What you say does add to understanding how we have come to think as we do about these otherwise repelling themes. I don’t pretend to a deep understanding of Afghan society, but I am more curious now. I was addressing really the absence of any coherence or depth in Australia’s diplomatic (warring) responses.
We have been saturated with the minutiae of US & UK political theatre where we could and should be closer to understanding the region. Central Asia will be important to Australia’s future one way or the other, and not as a free fire zone. We should ditch the civilising mission, as you say, it is a fantasy: we have done much more constructively by an unobtrusive presence, and comfortable co-existence in the region, where our advantages – a highly developed engineering and scientific culture; abundant resources, deep cultural roots if we were to respect them, traditions in law and democratic practice are appreciated, and reciprocated; but as well we are exposed through the weaknesses – cut off from mother load of anglophone centres a legacy of colonial deference over reliance on extraction – mineral and agricultural – producing an artificial prosperity, and a fractured sense of cultural plurality with large migrant contribution. We can benefit from associating with societies with great depth of identity – be it ethnic, cultural .or geographic.

○ ○ ○ ○

→ DIRECTIVE 1:
In the comment on Australia's regional diplomacy, which region does the writer say will be important to Australia's future?
→ DIRECTIVE 2:
Resume the comment on Australia's regional diplomacy, writing on from its final sentence.

○ ○ ○ ○

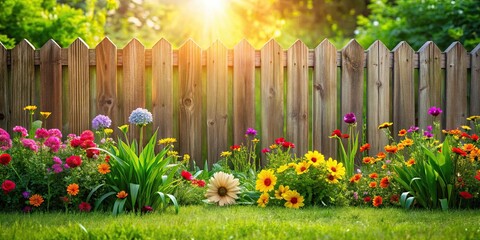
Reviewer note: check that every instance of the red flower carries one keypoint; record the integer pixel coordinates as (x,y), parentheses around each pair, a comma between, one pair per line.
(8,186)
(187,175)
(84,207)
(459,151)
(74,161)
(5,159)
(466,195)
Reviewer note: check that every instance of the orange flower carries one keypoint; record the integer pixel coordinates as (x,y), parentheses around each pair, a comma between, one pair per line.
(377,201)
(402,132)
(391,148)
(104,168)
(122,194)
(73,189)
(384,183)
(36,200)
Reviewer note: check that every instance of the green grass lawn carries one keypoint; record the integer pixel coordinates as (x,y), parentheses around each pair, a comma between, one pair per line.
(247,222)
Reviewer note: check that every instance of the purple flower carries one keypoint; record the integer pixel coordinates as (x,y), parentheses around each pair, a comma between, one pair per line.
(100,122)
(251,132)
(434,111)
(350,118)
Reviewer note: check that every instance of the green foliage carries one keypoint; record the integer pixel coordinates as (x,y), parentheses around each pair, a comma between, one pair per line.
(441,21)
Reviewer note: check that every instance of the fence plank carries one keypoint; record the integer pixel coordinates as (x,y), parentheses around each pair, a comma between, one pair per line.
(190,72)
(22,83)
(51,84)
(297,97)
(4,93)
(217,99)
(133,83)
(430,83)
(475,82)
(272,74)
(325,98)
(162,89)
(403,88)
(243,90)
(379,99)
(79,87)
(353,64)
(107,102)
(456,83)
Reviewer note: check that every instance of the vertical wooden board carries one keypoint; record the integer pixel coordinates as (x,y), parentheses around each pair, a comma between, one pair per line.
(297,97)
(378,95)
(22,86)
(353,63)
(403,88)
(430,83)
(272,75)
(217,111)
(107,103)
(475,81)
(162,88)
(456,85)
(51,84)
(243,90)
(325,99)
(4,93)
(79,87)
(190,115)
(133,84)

○ ○ ○ ○

→ TASK ANSWER 1:
Central Asia.

→ TASK ANSWER 2:
Concerning the ‘commission’ I was in fact referring to something much more obscure – although it had something of the character of a loya jirga^. In the course of Johan Galtung’s Sydney conflict resolution workshop he gave examples from what he calls his ‘conflict work’, including the involvement of his Transcend team on commission from one of the UN agencies with then civil conflict ion Afghanistan: the major conflicts were intertribal, aka the war lords, with Taliban seen as a dangerous nuisance, rather than a serious contender..(I dont remember exactly how it was put, and I don’t have a date! but must have been sometime in the 90s).
Mum had heard about the workshop and thought to invite Galtung s a former colleague of Dad’s to LC during his stay in Sydney. This was not going to be possible but he did make time to see me before the workshop (He had been invited to Australia by a Buddhist community who hosted the workshop and managed his itinerary). I registered, and he did make time to talk to me privately at the start of the day. It must have been not long after Dad died.
This commission must have come after the collapse of the Kalq party government – undermined by the same muhjahideen that had been engaged to harass the soviet occupiers, easily motivated to drive out a modernising, liberal regime that educated women and allowed them a place in society outside the home, the country reverted to ‘;war lords’ competing over territory and making centralised government unworkable. Transcendence (5 people I think involved) went in with their conflict transformation skills.
Galtung is a showman, the workshop was a remarkable affair in itself – he commanded attenion of maybe 80 people for an entire day, then in his 70s. I recently ordered up the course book that goes with a one week version of conflict transformation training*. What had excited my interest, and which I raised in my brief private talk, was the reliance on dynamic systems to understand conflict (at all levels) rather than for instance, basic psychological insights of (psychiatrist) Marshall Rosenberg – a comparable charismatic figure whose non violent communication movement is similar in scope, and has now a large following.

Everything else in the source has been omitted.